## [Problem to work on]
Gather every line in the entries below that contains the word "wooden". Case counts.

* Begin *

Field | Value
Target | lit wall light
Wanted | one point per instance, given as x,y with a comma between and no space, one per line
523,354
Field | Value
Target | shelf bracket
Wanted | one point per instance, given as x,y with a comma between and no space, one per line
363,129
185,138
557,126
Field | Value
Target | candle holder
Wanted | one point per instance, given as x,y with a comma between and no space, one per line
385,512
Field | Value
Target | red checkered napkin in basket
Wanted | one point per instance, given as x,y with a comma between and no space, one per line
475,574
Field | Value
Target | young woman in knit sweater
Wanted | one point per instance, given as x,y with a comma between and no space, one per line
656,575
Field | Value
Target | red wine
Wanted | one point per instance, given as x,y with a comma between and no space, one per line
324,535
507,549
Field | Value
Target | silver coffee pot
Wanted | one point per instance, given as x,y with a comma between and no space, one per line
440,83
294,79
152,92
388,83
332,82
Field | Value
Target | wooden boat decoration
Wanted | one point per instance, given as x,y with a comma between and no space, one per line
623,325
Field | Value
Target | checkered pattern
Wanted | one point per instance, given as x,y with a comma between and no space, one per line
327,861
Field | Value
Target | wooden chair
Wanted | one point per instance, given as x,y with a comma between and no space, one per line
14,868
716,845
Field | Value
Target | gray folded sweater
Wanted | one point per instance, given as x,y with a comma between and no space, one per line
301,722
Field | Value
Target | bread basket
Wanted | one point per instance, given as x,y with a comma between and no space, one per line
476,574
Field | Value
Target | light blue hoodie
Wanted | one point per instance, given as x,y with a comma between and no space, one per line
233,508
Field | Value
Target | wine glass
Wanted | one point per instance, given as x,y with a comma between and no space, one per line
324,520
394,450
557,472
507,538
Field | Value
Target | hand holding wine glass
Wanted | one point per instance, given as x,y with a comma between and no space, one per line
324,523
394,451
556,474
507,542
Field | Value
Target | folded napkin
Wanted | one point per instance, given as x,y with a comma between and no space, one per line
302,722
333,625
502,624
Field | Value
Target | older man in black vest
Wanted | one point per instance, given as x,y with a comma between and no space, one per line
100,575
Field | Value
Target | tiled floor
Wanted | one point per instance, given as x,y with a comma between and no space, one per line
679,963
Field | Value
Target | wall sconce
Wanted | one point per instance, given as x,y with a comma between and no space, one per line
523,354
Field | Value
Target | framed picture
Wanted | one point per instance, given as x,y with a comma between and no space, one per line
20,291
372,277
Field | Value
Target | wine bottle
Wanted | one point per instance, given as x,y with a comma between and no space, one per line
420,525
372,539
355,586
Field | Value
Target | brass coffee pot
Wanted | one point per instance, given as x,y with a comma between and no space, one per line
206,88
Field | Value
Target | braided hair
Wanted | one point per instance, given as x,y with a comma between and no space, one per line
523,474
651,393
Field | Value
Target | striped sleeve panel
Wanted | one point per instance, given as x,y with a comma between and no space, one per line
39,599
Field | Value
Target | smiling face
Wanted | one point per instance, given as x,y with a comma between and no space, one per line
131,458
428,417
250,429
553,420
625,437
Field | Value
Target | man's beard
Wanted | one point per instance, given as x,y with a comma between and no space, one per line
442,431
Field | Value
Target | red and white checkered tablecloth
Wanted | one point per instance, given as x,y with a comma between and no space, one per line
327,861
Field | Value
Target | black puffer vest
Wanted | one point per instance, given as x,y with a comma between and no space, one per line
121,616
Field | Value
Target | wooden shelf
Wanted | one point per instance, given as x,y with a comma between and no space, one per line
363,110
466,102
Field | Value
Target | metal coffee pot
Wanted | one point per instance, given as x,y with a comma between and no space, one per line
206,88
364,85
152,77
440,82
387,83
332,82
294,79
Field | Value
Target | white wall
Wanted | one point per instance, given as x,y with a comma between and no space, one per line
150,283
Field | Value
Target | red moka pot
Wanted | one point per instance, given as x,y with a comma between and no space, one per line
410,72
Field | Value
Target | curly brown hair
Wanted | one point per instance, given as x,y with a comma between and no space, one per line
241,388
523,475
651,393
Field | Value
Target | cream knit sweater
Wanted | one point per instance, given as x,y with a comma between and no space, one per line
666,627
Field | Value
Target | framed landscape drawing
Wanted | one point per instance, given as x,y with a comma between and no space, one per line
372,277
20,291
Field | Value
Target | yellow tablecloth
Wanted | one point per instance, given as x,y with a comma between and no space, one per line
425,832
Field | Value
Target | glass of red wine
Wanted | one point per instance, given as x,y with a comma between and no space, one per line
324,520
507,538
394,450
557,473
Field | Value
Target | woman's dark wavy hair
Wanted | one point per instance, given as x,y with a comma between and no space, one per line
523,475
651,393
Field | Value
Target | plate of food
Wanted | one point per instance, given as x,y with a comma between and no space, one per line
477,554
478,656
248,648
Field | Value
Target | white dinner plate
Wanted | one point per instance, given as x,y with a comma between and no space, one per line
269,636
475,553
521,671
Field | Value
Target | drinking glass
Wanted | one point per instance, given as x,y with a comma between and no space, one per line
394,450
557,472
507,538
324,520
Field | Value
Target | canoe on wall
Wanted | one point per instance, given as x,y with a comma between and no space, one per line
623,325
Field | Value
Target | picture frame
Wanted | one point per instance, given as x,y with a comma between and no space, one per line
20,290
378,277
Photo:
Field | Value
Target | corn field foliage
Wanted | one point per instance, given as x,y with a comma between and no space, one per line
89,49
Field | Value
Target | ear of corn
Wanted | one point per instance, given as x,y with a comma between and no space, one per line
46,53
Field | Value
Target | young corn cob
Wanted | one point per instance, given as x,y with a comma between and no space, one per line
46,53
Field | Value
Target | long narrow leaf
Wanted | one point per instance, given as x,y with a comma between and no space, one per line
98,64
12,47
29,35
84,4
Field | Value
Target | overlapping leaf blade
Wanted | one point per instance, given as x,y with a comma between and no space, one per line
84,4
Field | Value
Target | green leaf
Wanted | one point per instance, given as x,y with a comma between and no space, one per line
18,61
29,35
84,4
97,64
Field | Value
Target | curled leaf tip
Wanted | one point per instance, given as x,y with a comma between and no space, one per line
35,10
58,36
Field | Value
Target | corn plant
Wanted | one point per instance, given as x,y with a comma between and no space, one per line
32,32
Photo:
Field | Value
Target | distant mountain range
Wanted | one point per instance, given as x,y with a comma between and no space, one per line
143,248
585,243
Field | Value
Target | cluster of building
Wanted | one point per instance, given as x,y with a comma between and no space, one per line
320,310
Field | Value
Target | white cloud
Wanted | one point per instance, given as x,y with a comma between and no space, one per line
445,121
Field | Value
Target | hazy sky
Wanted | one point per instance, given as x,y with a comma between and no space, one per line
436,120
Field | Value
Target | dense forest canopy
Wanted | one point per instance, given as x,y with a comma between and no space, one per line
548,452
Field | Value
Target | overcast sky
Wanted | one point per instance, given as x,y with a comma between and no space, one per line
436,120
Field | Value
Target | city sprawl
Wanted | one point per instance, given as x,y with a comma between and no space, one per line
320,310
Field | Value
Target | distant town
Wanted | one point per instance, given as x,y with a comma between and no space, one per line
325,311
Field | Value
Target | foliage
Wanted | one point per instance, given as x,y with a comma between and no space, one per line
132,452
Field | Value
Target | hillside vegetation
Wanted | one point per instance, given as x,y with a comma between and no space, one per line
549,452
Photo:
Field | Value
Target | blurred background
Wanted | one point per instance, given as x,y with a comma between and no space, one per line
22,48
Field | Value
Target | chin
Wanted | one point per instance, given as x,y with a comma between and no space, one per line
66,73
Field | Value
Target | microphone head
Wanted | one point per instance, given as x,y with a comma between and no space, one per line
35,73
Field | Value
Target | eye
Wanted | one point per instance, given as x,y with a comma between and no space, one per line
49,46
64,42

* End *

## [Final result]
Target | wooden boat decoration
Target | wooden chair
Target | wooden shelf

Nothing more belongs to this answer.